-- begin --

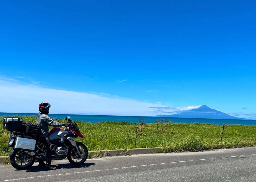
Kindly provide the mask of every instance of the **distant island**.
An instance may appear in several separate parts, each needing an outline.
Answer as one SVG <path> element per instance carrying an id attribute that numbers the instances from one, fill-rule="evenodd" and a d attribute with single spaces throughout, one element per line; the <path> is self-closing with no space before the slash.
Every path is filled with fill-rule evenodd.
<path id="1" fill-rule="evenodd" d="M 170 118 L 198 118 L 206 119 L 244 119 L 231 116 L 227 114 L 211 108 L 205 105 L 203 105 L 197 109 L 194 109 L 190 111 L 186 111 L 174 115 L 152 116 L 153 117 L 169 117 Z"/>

-- end --

** TASK GOAL **
Write out the rows above exactly as they appear, with the pictures left out.

** ANSWER TO THE PROBLEM **
Kindly provide the mask of every instance of the **distant island**.
An instance may appear in several separate parts, each needing an outline.
Answer as one SVG <path> element per instance carrying an id attribute that numbers the instances from one, fill-rule="evenodd" and a d attribute with single spaces throughout, one element per line; the <path> is self-closing with no space before the slash.
Every path is filled with fill-rule evenodd.
<path id="1" fill-rule="evenodd" d="M 170 118 L 198 118 L 206 119 L 244 119 L 231 116 L 227 114 L 211 108 L 205 105 L 203 105 L 197 109 L 194 109 L 190 111 L 186 111 L 174 115 L 152 116 L 153 117 L 169 117 Z"/>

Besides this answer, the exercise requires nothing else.